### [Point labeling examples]
◆ ◆ ◆ ◆ ◆ ◆ ◆

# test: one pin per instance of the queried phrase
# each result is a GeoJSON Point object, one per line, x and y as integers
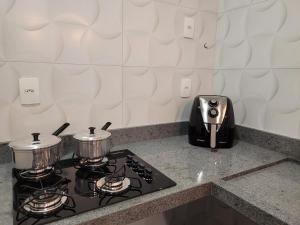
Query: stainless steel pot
{"type": "Point", "coordinates": [37, 153]}
{"type": "Point", "coordinates": [93, 144]}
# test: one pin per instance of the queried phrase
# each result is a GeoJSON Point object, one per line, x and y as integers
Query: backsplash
{"type": "Point", "coordinates": [258, 63]}
{"type": "Point", "coordinates": [100, 60]}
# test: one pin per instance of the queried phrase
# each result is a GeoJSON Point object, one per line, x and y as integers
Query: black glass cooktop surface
{"type": "Point", "coordinates": [72, 189]}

◆ ◆ ◆ ◆ ◆ ◆ ◆

### [What you are asked to do]
Please rewrite all the lines above, changing only the answer coordinates: scale each one by 2.55 and round to a whole number, rounding halves up. Leave the pictures out.

### [Complete output]
# test: one pin per instance of the queried phrase
# each result is a GeoJSON Point object, one per line, x and y as integers
Query: stainless steel pot
{"type": "Point", "coordinates": [94, 390]}
{"type": "Point", "coordinates": [237, 367]}
# test: one pin per instance of the queried phrase
# each result is a GeoJSON Point object, one per line, x and y as integers
Query: backsplash
{"type": "Point", "coordinates": [658, 161]}
{"type": "Point", "coordinates": [255, 153]}
# test: one pin per instance of the queried phrase
# each result is a GeoJSON Point object, one per line, x and y as integers
Query: black glass cooktop surface
{"type": "Point", "coordinates": [184, 482]}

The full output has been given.